__Parts of the exercise__
• A. According to the article on encrypting OAuth tokens in Supabase, what does the single firm_integrations table hold in each firm's row? List every item.
• B. In the article on encrypting OAuth tokens in Supabase, what kind of client was the AI ops platform built for?

Encrypt OAuth Tokens in Supabase Without an RLS Leak

The Setup: My AI App Holds a Client's CRM Keys

I built an AI ops platform for a law firm that plugs straight into their case-management system. The platform reads matters, drafts updates, files documents, syncs status. Useful work. And to do any of it, the platform holds the firm's OAuth access token, their refresh token, and the webhook signing secrets that verify inbound events.

Sit with that for a second. If those credentials leak, an attacker can read or write to the firm's entire case load. Privileged client communications. Settlement figures. Everything.

When you let a vendor connect to your systems, you are not just trusting their AI. You are trusting their database design. The most boring, unglamorous part of their stack is the part holding the keys to your kingdom. And most vendors get this wrong without ever knowing it, because the wrong design looks completely fine in a demo.

Here is the trap. The obvious way to store integration credentials is one table. Call it firm_integrations. It holds the connection status, the provider name, the last sync time, and the encrypted tokens, all in one tidy row per firm. Then you turn on Supabase row-level security, write a sensible policy so each firm sees its own row, and you feel done.

That design is quietly broken. Not "could be improved" broken. Leaking-the-ciphertext-to-every-employee broken.

This is the pattern I want to walk through, because if you are evaluating whether to encrypt OAuth tokens in Supabase the right way, or evaluating a vendor who claims they already do, the table layout matters more than the encryption algorithm. Let me show you exactly where the single-table design springs a leak, and the two-table pattern that closes it.

Why a Single Table With RLS Still Leaks the Ciphertext

The whole problem comes from a misunderstanding of what RLS actually controls.

__Dataset content__
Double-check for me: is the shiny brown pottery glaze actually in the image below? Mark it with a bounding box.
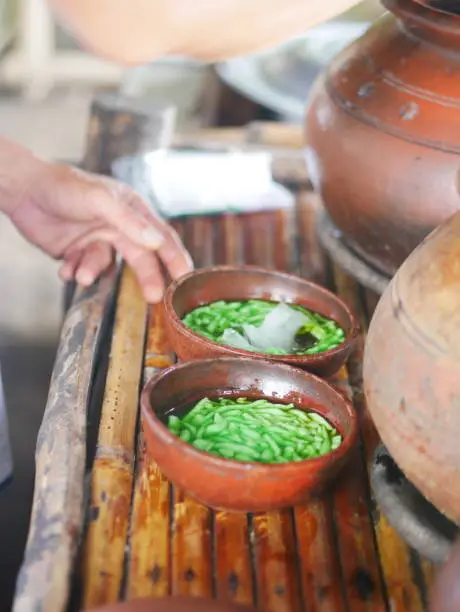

__List of solutions__
• A.
- The connection status
- The provider name
- The last sync time
- The encrypted tokens

• B. A law firm.